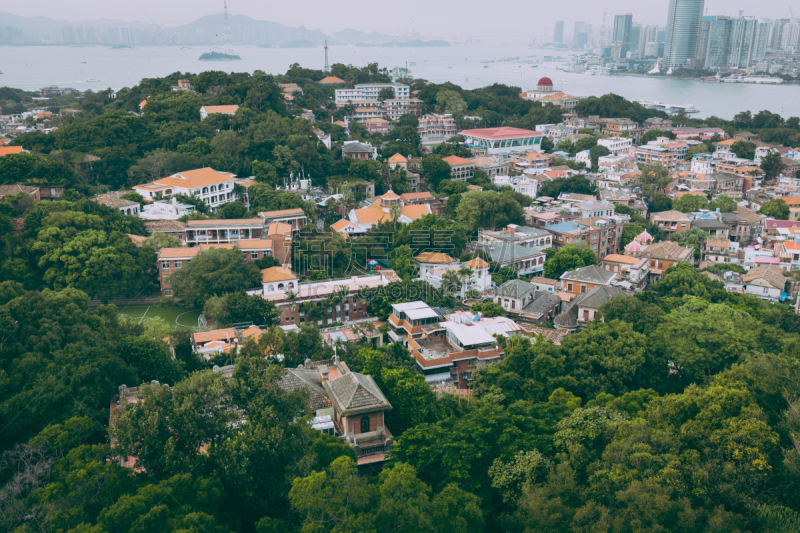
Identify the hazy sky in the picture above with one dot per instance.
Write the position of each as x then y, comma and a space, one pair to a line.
429, 17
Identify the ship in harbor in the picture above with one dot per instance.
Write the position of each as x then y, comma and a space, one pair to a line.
668, 108
754, 79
────────
* **Written task**
Restate the records word for word, omitting images.

* **Solved exercise**
Identify the hazy sky in the picture above with one dot per instance.
Write the position of each as x then y, comma and a space, one pair to a line.
429, 17
Identify the ship in harbor in the picture above with one dot per instance.
Write the position of each as x then y, comma and a space, one pair to a line.
668, 108
754, 79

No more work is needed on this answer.